After adjusting for factors such as age and smoking, the researchers discovered that people with low scores for mindfulness (below four on a 15-point scale) were 34 percent more likely to be obese than people who notched a score of six. Also, people with lower mindfulness scores had an average of a little over a pound of belly fat than people with higher scores.
While the study’s results are encouraging, researchers cautioned that their work does not prove that heightened mindfulness triggers weight loss.
2. Stress relief.
A study conducted by Carnegie Mellon University in Pittsburgh indicated that mindfulness meditation can alleviate psychological stress.
In the study, published in 2014 in the journal Psychoneuroendocrinology, 66 healthy people age 18 to 30 participated in a three-day experiment. One group of participants completed 25-minute mindfulness meditation sessions over three consecutive days, including breathing exercises. A second group of participants went through a three-day program in which they analyzed poetry as a way to hone their problem-solving skills.
Afterward, all of the participants had to complete stressful math and science tasks before a panel of evaluators. Those who’d undergone the meditation training reported reduced levels of stress and exhibited lower levels of stress hormones compared with their counterparts.
3. Prevention or reduction of cravings.

· · ·

* **TASK**
Write out the part of the mindfulness text beginning with "In the study, published" and continuing through "their problem-solving skills.", word for word.

* **COLLECTED MATERIAL**
· · ·

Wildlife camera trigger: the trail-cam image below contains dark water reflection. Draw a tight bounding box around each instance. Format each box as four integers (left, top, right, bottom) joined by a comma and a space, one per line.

· · ·

* **ANSWER BELOW**
In the study, published in 2014 in the journal Psychoneuroendocrinology, 66 healthy people age 18 to 30 participated in a three-day experiment. One group of participants completed 25-minute mindfulness meditation sessions over three consecutive days, including breathing exercises. A second group of participants went through a three-day program in which they analyzed poetry as a way to hone their problem-solving skills.